▶ [Texto fornecido]
Comigo aconteceu aos 15 anos de idade. Enquanto isso, eu vivia aquele amor platônico pelas colegas e não consegui dizer nem pra mim mesma que eu era lésbica. Eu sempre fantasiava esses amores, me imaginando menino. Esse processo foi muito doloroso, bastante solitário e não tinha com quem conversar. Era uma coisa muito horrível para contar  às pessoas.

A primeira vez que falei sobre isso foi quando comecei a ter contato com outras jovens lésbicas — a partir do meu envolvimento com a torcida de basquete da Microcamp. Era um time na cidade de Campinas que tinha em meados dos anos 90, tinha a Magic Paula e outras jogadoras, viramos tiete. Era uma turma de adolescentes como eu. Fiz amizade com as atletas do time juvenil e, nesse processo, acabei conhecendo a namorada de uma delas. E foi pra ela que eu disse a primeira vez que eu era lésbica.

Até lá foi muito solitário, mas a partir daquele momento, quando eu disse para essa amiga, foi libertador.

Ainda assim, permaneceu tudo ainda meio em segredo.

▶ [O que fazer]
[A] Segundo o relato, em que cidade ficava o time de basquete da Microcamp?
[B] Apresente em forma de lista numerada tudo o que vai do início dos registros até a linha que contém "box: [573, 456, 681, 570]", com as duas pontas incluídas e sem as linhas em branco.

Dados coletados
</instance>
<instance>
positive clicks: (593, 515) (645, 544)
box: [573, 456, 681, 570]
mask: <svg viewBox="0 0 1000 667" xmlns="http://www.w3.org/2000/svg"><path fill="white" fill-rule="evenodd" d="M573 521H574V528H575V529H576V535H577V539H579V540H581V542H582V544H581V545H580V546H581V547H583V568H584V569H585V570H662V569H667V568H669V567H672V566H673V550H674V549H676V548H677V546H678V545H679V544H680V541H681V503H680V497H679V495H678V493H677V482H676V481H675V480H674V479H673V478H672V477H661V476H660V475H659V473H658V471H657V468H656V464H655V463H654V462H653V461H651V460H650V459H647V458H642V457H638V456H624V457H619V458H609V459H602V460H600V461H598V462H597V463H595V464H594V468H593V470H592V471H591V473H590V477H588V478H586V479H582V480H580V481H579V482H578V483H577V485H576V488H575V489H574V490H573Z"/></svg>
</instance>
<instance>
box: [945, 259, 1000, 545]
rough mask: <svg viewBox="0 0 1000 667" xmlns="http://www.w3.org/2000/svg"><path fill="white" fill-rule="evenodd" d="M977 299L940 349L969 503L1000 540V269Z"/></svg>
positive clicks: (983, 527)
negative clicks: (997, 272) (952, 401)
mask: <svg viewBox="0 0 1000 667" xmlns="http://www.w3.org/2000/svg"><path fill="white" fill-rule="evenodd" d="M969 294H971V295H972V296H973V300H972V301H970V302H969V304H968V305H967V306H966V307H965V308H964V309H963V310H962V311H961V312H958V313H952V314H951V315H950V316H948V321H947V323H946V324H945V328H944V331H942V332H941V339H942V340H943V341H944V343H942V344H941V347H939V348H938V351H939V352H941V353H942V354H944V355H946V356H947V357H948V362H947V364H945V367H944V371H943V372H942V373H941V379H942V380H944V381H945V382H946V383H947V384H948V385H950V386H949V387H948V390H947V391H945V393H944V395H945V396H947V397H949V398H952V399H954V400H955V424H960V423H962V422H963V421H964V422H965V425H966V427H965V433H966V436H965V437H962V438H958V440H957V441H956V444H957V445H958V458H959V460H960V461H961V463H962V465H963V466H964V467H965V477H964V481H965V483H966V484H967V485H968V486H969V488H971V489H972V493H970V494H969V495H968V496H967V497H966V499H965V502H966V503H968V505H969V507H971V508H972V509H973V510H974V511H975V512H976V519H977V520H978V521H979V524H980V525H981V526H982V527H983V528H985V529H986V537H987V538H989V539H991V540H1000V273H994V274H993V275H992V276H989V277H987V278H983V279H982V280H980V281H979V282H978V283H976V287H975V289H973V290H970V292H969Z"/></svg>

▶ [Respostas das tarefas]
[A] Em Campinas.

[B]
1. </instance>
2. <instance>
3. positive clicks: (593, 515) (645, 544)
4. box: [573, 456, 681, 570]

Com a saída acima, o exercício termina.